WHAT IS BEING ASKED:
Check every line of the data below for "bicycle". Copy each one that has it.
==== MATERIAL TO PROCESS ====
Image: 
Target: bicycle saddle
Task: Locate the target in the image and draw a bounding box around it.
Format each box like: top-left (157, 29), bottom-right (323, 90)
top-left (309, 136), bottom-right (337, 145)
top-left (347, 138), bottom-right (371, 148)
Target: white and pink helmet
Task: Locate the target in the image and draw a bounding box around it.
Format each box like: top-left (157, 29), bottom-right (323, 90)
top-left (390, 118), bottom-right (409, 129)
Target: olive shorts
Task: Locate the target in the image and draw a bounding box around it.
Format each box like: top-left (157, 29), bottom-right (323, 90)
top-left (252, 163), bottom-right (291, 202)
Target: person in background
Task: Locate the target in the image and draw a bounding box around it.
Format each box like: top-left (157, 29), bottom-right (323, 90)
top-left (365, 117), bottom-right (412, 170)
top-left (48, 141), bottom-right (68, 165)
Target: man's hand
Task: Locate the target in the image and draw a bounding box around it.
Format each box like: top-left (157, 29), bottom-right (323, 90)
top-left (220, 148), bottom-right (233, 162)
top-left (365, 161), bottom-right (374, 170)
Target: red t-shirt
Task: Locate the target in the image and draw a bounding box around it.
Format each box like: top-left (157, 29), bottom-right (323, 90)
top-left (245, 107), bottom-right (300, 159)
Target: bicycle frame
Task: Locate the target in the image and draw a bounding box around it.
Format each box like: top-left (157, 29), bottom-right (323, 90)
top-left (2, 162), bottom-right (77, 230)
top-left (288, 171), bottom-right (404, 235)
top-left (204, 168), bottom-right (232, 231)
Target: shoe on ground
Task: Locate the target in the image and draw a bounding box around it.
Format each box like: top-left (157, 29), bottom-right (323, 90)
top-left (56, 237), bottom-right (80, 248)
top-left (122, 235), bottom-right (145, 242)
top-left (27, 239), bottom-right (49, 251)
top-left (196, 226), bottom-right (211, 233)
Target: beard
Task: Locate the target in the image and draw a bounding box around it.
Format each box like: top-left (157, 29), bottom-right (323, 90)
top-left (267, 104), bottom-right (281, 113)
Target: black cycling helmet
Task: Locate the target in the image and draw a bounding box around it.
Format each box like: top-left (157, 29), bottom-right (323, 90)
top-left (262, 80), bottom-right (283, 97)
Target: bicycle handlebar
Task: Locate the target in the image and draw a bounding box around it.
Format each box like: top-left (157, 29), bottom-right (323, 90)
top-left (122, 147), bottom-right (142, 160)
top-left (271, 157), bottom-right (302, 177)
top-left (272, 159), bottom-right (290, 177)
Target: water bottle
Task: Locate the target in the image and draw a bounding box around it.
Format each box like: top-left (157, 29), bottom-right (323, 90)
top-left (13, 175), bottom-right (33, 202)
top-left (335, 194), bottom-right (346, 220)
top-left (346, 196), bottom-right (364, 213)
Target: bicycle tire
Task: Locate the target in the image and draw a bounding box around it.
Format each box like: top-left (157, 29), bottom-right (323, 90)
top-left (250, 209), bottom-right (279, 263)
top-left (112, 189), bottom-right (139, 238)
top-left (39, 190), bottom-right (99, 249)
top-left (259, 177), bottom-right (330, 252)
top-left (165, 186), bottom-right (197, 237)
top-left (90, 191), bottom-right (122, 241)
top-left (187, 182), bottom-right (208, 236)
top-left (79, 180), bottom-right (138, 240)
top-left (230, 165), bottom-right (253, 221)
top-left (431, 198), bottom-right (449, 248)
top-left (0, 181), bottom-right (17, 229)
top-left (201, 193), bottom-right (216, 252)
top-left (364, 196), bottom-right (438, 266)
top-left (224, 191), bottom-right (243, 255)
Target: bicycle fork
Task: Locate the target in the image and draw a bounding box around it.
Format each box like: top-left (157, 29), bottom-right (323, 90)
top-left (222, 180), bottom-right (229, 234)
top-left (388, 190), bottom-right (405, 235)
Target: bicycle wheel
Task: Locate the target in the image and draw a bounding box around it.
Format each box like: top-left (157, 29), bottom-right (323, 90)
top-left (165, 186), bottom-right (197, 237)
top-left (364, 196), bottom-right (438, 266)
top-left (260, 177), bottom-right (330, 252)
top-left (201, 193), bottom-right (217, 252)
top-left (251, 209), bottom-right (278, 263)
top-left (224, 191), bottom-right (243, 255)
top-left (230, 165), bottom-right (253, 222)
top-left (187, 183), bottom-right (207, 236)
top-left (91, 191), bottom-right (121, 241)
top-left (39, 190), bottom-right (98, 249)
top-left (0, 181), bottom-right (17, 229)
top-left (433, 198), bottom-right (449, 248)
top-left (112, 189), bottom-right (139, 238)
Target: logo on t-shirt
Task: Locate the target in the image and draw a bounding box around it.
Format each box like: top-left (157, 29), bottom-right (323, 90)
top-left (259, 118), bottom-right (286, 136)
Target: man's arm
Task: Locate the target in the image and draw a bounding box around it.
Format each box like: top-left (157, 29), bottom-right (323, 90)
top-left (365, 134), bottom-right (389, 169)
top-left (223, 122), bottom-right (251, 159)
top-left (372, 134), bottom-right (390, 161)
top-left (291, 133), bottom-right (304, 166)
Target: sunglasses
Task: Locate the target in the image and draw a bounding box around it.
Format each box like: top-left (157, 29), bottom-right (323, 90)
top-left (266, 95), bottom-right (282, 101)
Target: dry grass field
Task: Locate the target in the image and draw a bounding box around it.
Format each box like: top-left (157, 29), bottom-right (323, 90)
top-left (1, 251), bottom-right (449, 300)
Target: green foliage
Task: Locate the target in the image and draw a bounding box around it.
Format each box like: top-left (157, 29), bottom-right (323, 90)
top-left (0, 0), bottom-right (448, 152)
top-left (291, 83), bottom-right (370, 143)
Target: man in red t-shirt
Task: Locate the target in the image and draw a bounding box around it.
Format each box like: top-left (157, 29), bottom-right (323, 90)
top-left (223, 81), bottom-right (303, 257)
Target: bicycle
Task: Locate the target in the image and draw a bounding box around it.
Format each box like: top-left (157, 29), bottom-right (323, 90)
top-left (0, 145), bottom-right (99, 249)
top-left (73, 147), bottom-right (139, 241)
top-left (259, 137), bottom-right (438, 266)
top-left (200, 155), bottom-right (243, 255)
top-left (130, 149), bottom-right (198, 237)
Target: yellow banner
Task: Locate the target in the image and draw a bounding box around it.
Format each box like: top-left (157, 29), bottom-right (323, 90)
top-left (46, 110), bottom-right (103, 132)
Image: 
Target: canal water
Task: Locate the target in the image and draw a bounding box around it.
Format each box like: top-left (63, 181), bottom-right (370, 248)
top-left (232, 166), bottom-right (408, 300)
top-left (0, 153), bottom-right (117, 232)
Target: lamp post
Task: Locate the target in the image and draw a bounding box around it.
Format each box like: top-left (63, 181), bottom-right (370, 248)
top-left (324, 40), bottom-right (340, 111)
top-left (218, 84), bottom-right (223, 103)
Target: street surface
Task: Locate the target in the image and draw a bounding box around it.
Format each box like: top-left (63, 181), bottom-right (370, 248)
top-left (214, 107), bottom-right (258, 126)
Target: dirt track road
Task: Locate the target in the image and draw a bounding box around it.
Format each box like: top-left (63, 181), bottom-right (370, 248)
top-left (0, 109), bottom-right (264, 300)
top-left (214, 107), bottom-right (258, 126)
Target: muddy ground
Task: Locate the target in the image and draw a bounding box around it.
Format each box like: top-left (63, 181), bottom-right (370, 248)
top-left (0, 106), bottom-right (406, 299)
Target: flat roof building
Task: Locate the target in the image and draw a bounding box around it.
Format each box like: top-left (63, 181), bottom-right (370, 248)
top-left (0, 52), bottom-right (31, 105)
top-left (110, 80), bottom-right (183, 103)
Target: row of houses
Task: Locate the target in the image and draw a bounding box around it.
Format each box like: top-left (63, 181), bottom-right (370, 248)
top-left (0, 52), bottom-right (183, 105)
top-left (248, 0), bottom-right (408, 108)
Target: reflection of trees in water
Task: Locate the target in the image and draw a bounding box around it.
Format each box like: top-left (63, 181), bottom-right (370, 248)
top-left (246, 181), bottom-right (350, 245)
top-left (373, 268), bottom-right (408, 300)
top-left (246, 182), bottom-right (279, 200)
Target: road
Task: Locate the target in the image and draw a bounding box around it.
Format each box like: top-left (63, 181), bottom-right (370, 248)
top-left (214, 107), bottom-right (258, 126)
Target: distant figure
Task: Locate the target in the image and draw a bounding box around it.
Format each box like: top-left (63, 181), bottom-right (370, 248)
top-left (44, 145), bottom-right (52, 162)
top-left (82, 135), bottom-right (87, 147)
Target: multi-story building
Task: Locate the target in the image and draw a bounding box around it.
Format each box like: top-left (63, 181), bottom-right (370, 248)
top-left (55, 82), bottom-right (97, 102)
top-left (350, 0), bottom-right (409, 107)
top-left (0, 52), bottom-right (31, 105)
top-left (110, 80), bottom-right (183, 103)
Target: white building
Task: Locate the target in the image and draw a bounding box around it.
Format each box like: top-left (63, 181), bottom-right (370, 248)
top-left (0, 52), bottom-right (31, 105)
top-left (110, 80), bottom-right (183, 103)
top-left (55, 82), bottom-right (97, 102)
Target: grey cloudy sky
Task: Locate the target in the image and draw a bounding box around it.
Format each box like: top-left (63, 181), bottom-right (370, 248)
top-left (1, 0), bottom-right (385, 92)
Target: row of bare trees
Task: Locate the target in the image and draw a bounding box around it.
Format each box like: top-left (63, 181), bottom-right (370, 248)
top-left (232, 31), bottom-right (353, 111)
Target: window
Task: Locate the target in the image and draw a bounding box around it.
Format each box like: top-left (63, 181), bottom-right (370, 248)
====
ANSWER TO THE EXERCISE:
Target: bicycle saddle
Target: bicycle frame
Target: bicycle handlebar
Target: bicycle tire
Target: bicycle fork
Target: bicycle wheel
Target: bicycle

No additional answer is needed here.